[START Records shown]

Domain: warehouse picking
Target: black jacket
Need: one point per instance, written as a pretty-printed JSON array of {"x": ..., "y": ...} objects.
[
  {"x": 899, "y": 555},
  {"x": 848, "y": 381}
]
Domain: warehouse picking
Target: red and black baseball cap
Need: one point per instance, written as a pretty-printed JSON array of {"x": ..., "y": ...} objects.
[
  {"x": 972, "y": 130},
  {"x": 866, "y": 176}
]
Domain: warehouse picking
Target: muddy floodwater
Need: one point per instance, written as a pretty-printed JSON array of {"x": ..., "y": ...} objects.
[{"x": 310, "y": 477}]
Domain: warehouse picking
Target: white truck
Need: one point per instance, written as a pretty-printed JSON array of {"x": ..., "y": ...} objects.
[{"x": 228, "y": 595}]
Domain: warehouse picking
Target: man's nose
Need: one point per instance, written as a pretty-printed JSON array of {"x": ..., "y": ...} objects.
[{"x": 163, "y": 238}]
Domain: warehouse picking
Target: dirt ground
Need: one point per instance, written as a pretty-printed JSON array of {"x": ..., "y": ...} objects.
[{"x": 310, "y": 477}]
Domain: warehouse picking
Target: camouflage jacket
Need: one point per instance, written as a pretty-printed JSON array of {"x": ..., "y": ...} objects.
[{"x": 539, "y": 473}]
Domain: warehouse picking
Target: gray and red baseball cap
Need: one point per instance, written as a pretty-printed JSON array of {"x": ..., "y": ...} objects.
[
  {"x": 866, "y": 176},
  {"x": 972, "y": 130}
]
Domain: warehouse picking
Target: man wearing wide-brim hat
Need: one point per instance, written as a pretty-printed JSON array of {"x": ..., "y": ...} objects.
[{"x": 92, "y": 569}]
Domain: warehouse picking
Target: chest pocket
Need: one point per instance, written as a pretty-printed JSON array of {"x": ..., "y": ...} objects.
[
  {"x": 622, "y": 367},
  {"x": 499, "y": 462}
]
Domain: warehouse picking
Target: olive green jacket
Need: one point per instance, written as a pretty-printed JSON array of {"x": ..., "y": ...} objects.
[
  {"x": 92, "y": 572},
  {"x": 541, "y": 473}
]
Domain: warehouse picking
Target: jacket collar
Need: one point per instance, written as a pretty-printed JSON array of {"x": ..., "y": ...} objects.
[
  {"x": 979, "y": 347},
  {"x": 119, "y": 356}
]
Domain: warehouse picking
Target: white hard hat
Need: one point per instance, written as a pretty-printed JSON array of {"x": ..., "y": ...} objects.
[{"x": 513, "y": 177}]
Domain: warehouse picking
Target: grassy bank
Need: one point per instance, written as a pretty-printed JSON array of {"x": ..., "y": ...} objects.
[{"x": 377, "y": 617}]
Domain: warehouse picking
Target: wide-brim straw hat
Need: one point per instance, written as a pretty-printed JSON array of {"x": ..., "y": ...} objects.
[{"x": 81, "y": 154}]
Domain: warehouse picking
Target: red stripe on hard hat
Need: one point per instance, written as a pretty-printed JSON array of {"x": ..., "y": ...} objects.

[END Records shown]

All of the entries need to be reproduced exactly; please write them out.

#### Full output:
Domain: warehouse picking
Target: black jacket
Need: one point per instance, written as a pretty-printed JSON array of {"x": ..., "y": ...} objects.
[
  {"x": 899, "y": 555},
  {"x": 848, "y": 381}
]
Domain: warehouse picking
Target: red and black baseball cap
Need: one point per instance, written as a pretty-printed JSON array of {"x": ..., "y": ...} objects.
[
  {"x": 972, "y": 130},
  {"x": 866, "y": 176}
]
Domain: warehouse picking
Target: muddy floodwater
Need: one point per instance, written as a pretty-printed JSON array of {"x": ..., "y": ...} objects.
[{"x": 310, "y": 477}]
Domain: warehouse picking
Target: white truck
Need: one point per instance, written as a pretty-printed JSON array of {"x": ..., "y": ...} objects.
[{"x": 228, "y": 595}]
Domain: warehouse picking
Target: man's nose
Need: one point per instance, written as a pretty-printed JSON array of {"x": ..., "y": ...} objects.
[{"x": 163, "y": 238}]
Domain: warehouse picking
Target: dirt ground
Need: one point per instance, written as a pretty-printed JSON array of {"x": ..., "y": ...} objects.
[{"x": 310, "y": 477}]
Domain: warehouse picking
Target: camouflage jacket
Need: one point per instance, written as a pretty-printed JSON array of {"x": ..., "y": ...} objects.
[{"x": 539, "y": 473}]
Domain: warehouse picking
Target: gray and red baseball cap
Need: one point per instance, written as a pretty-printed JSON array of {"x": ..., "y": ...} objects.
[
  {"x": 866, "y": 176},
  {"x": 972, "y": 130}
]
Domain: warehouse picking
Target: man wearing wide-brim hat
Need: one point per instance, written as a pretty-printed JSON array of {"x": ..., "y": ...} objects.
[{"x": 92, "y": 569}]
Domain: warehouse picking
Target: chest pocket
Need: one point per instance, written as a pretty-printed JSON array of {"x": ..., "y": ...} objects.
[
  {"x": 622, "y": 367},
  {"x": 499, "y": 462}
]
Domain: warehouse picking
Target: olive green jacket
Need: one point per instance, written as a pretty-printed JSON array of {"x": ..., "y": ...} objects.
[
  {"x": 92, "y": 572},
  {"x": 541, "y": 473}
]
Domain: warehouse picking
Target: jacket collar
Need: one point per instance, written as a pretty-printed JSON array of {"x": ..., "y": ...} objects.
[
  {"x": 979, "y": 347},
  {"x": 119, "y": 356}
]
Domain: warehouse picking
Target: white hard hat
Need: one point per instance, written as a pretty-printed JSON array of {"x": ..., "y": ...} objects.
[{"x": 513, "y": 177}]
Domain: warehouse picking
Target: grassy bank
Need: one point per instance, written as a pretty-printed JSON array of {"x": ..., "y": ...} objects.
[{"x": 377, "y": 617}]
Domain: warehouse picking
Target: wide-brim straw hat
Need: one point per instance, written as a pretty-printed JSON array of {"x": ..., "y": ...} objects.
[{"x": 81, "y": 154}]
Domain: warehouse picking
Target: red stripe on hard hat
Need: one point per instance, written as a pretty-printed JSON array of {"x": ..., "y": ...} objects.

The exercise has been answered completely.